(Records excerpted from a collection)

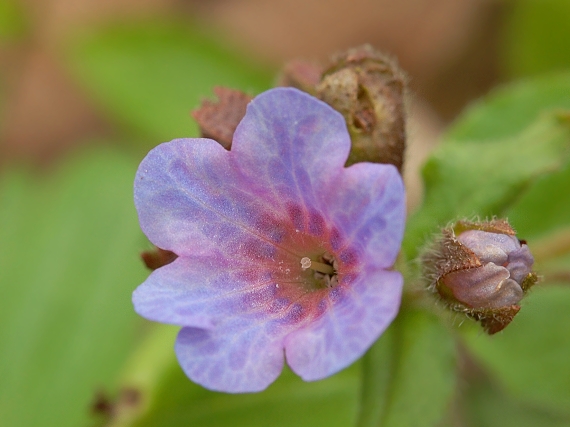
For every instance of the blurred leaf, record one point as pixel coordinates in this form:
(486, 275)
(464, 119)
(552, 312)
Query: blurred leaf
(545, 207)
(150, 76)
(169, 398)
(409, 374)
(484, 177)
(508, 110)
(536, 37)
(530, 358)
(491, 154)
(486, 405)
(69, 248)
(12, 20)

**Task to complete**
Every entry should be returned exactly as written, minus the pictures.

**Your solution**
For every instance of the blurred leaf, record one point as pixel coordinates in this form:
(486, 275)
(464, 119)
(552, 312)
Query: blurred leaf
(545, 207)
(150, 76)
(169, 398)
(409, 374)
(484, 177)
(508, 110)
(536, 37)
(530, 358)
(491, 154)
(486, 405)
(69, 248)
(12, 20)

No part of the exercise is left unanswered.